**RAW RECORDS:**
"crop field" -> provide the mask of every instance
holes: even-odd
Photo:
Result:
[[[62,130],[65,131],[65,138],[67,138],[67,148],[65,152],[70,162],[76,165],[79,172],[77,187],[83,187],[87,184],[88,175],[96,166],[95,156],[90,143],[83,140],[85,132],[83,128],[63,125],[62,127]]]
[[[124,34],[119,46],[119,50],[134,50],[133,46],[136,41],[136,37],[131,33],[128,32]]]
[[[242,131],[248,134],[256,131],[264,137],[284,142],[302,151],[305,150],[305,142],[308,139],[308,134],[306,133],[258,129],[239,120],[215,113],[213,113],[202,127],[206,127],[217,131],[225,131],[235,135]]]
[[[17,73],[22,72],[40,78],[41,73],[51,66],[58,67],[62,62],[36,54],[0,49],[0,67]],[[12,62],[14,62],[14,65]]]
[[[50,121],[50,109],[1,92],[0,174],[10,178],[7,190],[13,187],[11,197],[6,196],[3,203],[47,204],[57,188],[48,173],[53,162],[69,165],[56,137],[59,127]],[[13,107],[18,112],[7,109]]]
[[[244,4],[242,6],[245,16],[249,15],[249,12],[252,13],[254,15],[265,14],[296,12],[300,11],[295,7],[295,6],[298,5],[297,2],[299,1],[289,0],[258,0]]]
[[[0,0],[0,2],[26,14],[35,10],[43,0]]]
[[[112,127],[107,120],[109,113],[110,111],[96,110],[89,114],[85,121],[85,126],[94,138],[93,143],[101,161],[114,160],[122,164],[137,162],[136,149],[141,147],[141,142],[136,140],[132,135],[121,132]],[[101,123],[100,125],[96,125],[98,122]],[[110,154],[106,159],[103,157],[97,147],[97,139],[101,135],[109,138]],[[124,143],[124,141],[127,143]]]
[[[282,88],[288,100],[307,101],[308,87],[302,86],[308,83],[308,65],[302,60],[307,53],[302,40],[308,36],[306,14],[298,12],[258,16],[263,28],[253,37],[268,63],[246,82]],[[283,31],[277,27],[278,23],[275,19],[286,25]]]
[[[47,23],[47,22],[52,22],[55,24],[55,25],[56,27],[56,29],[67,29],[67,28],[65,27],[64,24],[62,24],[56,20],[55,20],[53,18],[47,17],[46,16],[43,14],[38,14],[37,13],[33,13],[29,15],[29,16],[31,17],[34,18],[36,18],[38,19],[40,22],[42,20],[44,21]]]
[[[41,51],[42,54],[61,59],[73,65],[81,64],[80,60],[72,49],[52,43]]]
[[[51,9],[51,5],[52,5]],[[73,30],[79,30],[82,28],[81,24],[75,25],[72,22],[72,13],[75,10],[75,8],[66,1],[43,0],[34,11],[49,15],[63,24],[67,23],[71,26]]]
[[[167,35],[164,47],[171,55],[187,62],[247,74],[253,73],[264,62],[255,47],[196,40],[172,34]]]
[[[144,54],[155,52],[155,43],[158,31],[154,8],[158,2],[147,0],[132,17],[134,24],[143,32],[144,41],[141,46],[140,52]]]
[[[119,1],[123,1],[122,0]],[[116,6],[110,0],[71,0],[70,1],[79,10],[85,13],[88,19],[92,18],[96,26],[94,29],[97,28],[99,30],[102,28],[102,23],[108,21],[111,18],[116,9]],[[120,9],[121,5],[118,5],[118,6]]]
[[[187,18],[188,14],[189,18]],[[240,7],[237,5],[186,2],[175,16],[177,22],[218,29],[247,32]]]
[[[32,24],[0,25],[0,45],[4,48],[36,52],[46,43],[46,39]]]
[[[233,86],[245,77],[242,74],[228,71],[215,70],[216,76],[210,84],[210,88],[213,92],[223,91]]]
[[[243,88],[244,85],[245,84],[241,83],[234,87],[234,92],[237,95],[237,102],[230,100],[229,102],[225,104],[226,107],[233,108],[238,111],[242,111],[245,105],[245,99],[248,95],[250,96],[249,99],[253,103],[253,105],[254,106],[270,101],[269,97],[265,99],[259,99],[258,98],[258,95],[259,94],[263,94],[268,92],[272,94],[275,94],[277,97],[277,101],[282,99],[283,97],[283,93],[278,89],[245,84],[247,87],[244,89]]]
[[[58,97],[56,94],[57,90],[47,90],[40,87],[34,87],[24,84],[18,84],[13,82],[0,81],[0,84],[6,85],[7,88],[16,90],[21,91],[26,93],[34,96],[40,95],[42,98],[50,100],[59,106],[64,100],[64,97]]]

**THE TASK:** Put each line of the entries above into a Markdown table with the columns Row and Line, numbering the rows in order and leaving out blank lines.

**REPLY:**
| Row | Line |
|---|---|
| 1 | "crop field" -> provide the mask of every instance |
| 2 | holes: even-odd |
| 3 | Photo: |
| 4 | Result: |
| 5 | [[[62,130],[65,131],[65,138],[67,138],[67,148],[65,152],[70,162],[76,165],[79,172],[77,187],[83,187],[87,184],[88,175],[96,166],[95,156],[90,143],[83,140],[85,132],[83,128],[63,125],[62,127]]] |
| 6 | [[[124,34],[119,46],[119,50],[134,50],[133,46],[136,41],[136,37],[131,33],[128,32]]] |
| 7 | [[[242,131],[248,134],[256,131],[264,137],[284,142],[302,151],[305,150],[305,142],[308,139],[308,134],[306,133],[258,129],[239,120],[215,113],[213,113],[202,127],[206,127],[217,131],[225,131],[235,135]]] |
| 8 | [[[17,73],[22,72],[40,78],[41,73],[51,66],[58,67],[62,62],[36,54],[0,49],[0,67]],[[12,62],[14,62],[14,65]]] |
| 9 | [[[50,121],[50,109],[1,92],[0,174],[10,178],[7,190],[13,187],[11,197],[6,196],[3,203],[47,204],[57,188],[48,173],[53,162],[69,165],[56,137],[59,127]],[[13,107],[18,112],[7,109]]] |
| 10 | [[[244,4],[242,6],[245,16],[249,15],[249,12],[252,13],[254,15],[265,14],[296,12],[300,11],[295,7],[295,6],[298,5],[297,2],[299,1],[289,0],[258,0]]] |
| 11 | [[[0,0],[0,2],[26,14],[35,10],[43,0]]] |
| 12 | [[[112,127],[107,120],[109,113],[110,111],[96,110],[89,114],[85,121],[85,126],[94,138],[93,143],[101,161],[114,160],[122,164],[137,162],[136,149],[141,147],[141,142],[136,140],[132,135],[121,132]],[[101,123],[100,125],[96,125],[98,122]],[[110,154],[106,159],[103,157],[97,147],[97,139],[101,135],[109,138]],[[124,143],[124,141],[127,143]]] |
| 13 | [[[282,88],[288,100],[307,101],[308,87],[302,86],[308,83],[308,65],[302,60],[307,53],[302,40],[308,36],[306,14],[298,12],[258,16],[263,28],[253,37],[268,63],[246,82]],[[283,31],[277,27],[278,23],[275,19],[286,25]]] |
| 14 | [[[47,23],[47,22],[52,22],[55,24],[55,25],[56,27],[56,29],[67,29],[67,28],[65,27],[64,24],[62,24],[56,20],[55,20],[53,18],[47,17],[46,16],[43,14],[38,14],[37,13],[33,13],[29,15],[29,16],[31,17],[34,18],[36,18],[38,19],[40,22],[42,20],[44,21]]] |
| 15 | [[[41,51],[42,54],[61,59],[73,65],[81,64],[80,60],[72,49],[52,43]]] |
| 16 | [[[51,9],[51,5],[52,5]],[[73,30],[79,30],[82,28],[81,24],[75,25],[72,22],[72,13],[75,10],[75,8],[66,1],[43,0],[34,11],[49,15],[63,24],[67,23],[71,26]]] |
| 17 | [[[167,35],[164,47],[171,55],[187,62],[247,74],[253,73],[264,62],[255,47],[196,40],[172,34]]] |
| 18 | [[[144,54],[155,52],[155,43],[158,31],[154,8],[158,2],[147,0],[132,17],[134,24],[143,32],[144,41],[141,46],[140,52]]] |
| 19 | [[[119,1],[123,1],[122,0]],[[116,6],[110,0],[71,0],[70,1],[79,10],[85,13],[88,19],[92,18],[96,26],[94,29],[97,28],[99,30],[102,28],[102,23],[108,21],[111,18],[116,9]],[[120,9],[121,5],[118,5],[118,6]]] |
| 20 | [[[187,18],[188,14],[189,18]],[[240,7],[237,5],[186,2],[175,16],[177,22],[218,29],[247,32]]] |
| 21 | [[[32,24],[0,25],[0,45],[4,48],[36,52],[46,43],[46,39]]] |
| 22 | [[[233,86],[245,77],[242,74],[228,71],[215,70],[216,76],[210,84],[210,88],[213,92],[223,91]]] |
| 23 | [[[243,88],[244,85],[245,84],[241,83],[234,87],[234,92],[237,95],[237,102],[230,100],[229,102],[225,104],[226,107],[233,108],[238,111],[242,111],[245,105],[245,99],[248,95],[250,96],[249,99],[253,103],[253,105],[254,106],[270,101],[269,97],[265,99],[259,99],[258,98],[258,95],[259,94],[263,94],[268,92],[272,94],[275,94],[277,97],[277,101],[282,99],[283,97],[283,93],[278,89],[245,84],[247,87],[244,89]]] |
| 24 | [[[58,97],[56,94],[57,90],[47,90],[40,87],[34,87],[24,84],[18,84],[13,82],[0,81],[0,84],[6,85],[7,88],[16,90],[21,91],[26,93],[34,96],[40,95],[42,98],[50,100],[59,106],[64,100],[64,97]]] |